WORK TO BE COMPLETED: Could the lines from the one containing "Place a pin on each instance of the glowing" through the end of the material below be returned exactly, with nothing else?

┄┄┄┄┄┄

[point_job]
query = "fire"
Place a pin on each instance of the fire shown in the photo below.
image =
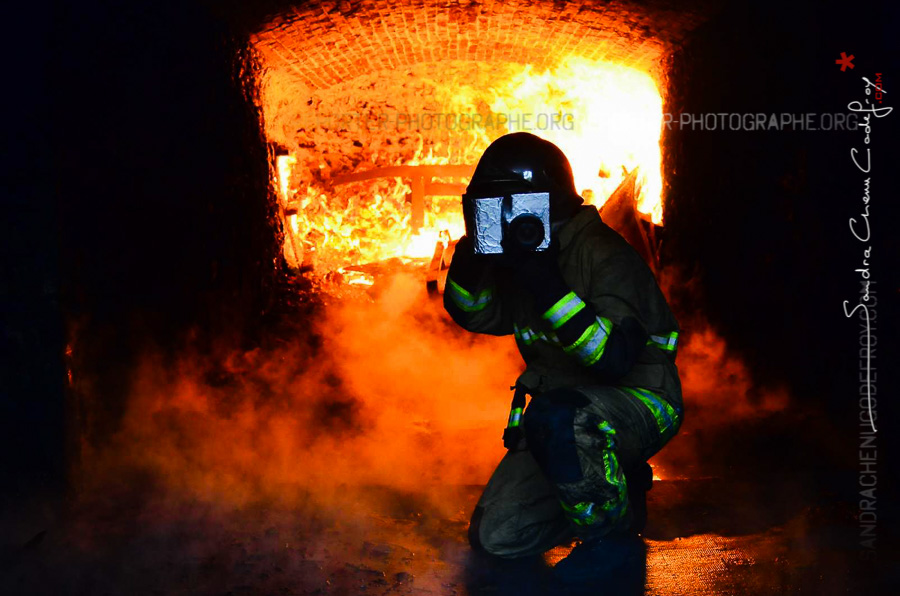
(610, 119)
(606, 118)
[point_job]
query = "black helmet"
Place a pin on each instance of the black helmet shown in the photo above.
(523, 162)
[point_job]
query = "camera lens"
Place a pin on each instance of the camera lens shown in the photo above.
(527, 231)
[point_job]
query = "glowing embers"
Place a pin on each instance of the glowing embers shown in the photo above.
(611, 120)
(339, 214)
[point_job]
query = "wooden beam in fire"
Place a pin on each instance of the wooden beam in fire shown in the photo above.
(420, 182)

┄┄┄┄┄┄

RESPONSE BELOW:
Place a pin on each instance of the glowing embers shown in the photo above.
(611, 120)
(339, 214)
[point_job]
query = "wooden beam in fire"
Place a pin on each instance of the wooden beam in fire shown in the photo above.
(420, 182)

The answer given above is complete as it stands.